» **WHAT TO DO**:
In the answer, give only the lines from the one containing "Where can the brass" to the end of the listing below, each reproduced word for word.

» **EXTRACTED MATERIAL**:

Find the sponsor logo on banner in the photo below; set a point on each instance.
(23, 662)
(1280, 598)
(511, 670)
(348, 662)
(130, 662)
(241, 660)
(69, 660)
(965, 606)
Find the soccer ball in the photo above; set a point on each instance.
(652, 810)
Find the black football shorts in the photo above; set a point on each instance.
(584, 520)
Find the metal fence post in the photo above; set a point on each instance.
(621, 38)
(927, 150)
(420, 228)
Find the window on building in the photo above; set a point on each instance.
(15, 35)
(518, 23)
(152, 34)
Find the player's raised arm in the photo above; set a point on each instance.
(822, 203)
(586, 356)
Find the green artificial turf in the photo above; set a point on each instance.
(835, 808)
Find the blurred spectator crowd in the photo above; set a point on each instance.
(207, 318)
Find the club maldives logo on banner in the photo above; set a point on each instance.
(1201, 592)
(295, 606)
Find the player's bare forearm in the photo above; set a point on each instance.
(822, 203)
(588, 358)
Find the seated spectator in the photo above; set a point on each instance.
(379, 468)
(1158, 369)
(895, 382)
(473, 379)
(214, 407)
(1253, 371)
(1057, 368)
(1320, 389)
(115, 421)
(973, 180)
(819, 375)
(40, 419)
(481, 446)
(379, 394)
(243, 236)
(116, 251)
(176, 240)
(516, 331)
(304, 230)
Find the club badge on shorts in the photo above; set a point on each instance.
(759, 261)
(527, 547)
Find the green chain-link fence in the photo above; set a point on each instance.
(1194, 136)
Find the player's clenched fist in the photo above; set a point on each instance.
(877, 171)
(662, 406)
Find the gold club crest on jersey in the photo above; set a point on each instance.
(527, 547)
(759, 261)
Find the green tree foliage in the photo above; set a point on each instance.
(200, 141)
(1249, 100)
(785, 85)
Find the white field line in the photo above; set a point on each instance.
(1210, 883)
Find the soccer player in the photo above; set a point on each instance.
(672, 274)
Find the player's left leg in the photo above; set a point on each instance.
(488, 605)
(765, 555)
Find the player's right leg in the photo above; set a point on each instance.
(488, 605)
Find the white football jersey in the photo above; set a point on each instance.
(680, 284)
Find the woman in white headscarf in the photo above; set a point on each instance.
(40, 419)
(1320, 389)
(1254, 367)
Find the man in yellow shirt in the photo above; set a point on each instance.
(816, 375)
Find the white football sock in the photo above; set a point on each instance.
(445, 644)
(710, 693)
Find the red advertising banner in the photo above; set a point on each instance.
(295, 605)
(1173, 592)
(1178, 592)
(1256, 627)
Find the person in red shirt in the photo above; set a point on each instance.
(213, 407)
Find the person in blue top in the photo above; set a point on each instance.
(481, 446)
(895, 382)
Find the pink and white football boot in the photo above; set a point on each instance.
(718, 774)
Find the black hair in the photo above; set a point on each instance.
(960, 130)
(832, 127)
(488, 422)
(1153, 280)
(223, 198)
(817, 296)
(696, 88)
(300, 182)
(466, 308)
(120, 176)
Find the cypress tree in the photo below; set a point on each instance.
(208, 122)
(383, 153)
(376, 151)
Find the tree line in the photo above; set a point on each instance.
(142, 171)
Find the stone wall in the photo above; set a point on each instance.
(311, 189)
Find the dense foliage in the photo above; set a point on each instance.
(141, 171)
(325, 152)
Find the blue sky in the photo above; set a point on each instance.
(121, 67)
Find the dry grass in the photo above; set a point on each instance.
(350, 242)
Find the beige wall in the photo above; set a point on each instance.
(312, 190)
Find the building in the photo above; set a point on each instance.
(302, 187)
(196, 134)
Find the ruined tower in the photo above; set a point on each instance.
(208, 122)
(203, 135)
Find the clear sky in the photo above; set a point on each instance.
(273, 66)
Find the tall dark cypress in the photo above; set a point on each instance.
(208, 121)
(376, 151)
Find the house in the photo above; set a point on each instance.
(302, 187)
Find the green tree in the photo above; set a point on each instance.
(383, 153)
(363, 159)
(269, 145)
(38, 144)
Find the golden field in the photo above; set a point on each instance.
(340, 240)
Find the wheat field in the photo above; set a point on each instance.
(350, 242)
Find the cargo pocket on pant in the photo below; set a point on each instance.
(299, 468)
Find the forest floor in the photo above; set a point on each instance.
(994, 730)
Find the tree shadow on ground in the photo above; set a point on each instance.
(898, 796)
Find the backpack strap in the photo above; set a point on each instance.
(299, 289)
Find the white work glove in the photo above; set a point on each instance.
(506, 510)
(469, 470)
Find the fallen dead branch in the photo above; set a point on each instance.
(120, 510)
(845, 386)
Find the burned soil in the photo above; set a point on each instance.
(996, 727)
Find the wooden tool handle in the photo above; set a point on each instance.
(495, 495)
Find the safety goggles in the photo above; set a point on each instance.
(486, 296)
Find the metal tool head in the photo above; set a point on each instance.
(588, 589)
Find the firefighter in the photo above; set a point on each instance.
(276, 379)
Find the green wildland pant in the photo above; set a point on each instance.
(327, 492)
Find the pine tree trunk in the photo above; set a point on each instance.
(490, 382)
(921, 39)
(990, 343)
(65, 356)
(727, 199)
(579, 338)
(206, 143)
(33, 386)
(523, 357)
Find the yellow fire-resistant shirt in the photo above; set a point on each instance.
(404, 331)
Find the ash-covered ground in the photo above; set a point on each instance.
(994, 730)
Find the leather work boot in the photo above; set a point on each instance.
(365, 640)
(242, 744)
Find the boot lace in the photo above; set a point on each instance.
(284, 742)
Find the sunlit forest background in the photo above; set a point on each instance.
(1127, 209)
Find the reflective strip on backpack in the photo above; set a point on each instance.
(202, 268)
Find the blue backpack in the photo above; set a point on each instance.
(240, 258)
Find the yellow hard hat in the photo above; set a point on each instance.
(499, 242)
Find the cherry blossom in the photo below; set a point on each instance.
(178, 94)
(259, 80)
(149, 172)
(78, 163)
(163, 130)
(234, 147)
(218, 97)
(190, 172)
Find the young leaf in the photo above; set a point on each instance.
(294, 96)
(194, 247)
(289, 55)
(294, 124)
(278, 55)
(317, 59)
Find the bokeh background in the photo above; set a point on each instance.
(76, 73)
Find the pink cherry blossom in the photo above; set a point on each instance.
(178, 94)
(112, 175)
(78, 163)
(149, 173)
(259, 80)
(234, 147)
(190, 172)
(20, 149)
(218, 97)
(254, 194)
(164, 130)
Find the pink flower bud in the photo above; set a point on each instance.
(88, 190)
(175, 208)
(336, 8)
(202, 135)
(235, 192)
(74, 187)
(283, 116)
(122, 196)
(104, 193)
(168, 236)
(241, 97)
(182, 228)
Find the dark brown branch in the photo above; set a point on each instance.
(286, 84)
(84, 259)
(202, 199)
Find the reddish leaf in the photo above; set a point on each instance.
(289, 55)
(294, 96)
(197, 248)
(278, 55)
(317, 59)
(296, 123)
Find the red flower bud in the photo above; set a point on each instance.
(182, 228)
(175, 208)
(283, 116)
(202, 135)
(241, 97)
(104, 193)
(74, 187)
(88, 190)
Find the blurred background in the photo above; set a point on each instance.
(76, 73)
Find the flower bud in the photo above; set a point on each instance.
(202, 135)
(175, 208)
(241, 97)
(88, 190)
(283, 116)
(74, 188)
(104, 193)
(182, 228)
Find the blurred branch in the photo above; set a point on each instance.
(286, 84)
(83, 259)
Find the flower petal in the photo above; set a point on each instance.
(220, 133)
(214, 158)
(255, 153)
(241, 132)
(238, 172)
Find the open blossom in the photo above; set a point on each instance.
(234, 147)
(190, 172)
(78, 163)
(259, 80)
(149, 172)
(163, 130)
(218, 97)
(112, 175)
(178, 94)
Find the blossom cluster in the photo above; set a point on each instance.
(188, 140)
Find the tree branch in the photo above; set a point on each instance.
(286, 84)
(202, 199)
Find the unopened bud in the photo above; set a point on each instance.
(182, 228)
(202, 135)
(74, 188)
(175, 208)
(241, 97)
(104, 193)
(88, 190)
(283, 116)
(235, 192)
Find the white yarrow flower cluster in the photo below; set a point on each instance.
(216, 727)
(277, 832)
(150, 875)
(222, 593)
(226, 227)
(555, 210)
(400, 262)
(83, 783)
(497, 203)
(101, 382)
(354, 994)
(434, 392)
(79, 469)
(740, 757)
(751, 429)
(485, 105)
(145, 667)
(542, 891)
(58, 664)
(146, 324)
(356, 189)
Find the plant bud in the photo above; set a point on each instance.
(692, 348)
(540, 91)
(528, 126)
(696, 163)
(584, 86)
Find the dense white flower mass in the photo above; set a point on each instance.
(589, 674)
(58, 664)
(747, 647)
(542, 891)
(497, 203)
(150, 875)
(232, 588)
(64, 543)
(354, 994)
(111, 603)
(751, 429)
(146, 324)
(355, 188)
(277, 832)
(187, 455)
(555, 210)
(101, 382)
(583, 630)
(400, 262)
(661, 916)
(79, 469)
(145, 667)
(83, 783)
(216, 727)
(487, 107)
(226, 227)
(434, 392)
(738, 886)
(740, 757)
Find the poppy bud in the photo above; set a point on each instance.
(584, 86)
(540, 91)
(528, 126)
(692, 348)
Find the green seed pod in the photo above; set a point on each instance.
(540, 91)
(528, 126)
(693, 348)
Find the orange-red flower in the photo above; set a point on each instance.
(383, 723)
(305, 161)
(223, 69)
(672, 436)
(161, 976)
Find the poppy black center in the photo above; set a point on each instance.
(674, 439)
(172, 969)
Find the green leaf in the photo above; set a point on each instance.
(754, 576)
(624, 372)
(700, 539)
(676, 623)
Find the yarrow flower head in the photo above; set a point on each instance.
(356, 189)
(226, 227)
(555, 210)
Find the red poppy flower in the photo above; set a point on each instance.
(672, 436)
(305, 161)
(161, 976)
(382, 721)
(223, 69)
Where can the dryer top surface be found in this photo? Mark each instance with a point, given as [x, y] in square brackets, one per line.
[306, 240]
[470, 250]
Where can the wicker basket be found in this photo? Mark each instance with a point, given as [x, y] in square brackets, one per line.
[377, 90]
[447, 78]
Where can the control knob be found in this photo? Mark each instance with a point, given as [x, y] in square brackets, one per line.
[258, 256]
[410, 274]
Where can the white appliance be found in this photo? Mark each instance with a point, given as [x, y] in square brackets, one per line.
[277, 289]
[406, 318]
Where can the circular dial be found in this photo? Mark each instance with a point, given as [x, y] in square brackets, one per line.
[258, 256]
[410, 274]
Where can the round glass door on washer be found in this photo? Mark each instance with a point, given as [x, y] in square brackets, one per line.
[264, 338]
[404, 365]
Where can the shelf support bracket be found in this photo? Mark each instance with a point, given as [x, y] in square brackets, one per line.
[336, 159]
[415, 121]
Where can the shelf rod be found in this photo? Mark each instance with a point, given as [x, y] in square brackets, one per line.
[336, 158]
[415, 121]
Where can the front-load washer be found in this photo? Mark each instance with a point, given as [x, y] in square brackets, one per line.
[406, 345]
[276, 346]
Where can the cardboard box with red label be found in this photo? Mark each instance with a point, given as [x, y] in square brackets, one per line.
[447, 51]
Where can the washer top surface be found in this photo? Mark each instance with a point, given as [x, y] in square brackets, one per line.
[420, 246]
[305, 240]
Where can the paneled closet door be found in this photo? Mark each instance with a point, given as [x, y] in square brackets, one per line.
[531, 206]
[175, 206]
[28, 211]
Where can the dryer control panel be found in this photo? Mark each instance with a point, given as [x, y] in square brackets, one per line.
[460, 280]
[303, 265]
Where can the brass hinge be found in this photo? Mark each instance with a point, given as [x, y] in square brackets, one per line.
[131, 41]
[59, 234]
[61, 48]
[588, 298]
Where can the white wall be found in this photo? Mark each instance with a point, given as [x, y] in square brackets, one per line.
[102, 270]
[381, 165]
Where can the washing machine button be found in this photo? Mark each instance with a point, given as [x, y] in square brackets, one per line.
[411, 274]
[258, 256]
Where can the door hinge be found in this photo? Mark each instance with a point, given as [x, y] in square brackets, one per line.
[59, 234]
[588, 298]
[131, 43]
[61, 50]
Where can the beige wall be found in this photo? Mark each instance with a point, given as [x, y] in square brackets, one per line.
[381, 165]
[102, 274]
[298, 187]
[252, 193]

» **ANSWER SECTION**:
Where can the brass hinge be found in this photo? Mark each instance with a point, given as [x, y] in square brackets, one per line.
[131, 41]
[59, 234]
[61, 48]
[588, 298]
Where can the white wall be found in this photo? Mark each instance with a point, given as [x, y] in square brackets, one per line.
[102, 270]
[381, 165]
Where can the washing machine button be found in this photo? Mark each instance with a point, given as [x, y] in square brackets, one per line.
[411, 274]
[258, 256]
Where can the door hinge be found in this photo? Mark each instance with a point, given as [x, y] in square brackets, one per line.
[59, 234]
[588, 298]
[131, 43]
[61, 50]
Where can the beige wall be found in this photo? Mark each instance with a point, given as [x, y] in square brackets, one per line.
[381, 165]
[102, 274]
[298, 187]
[252, 193]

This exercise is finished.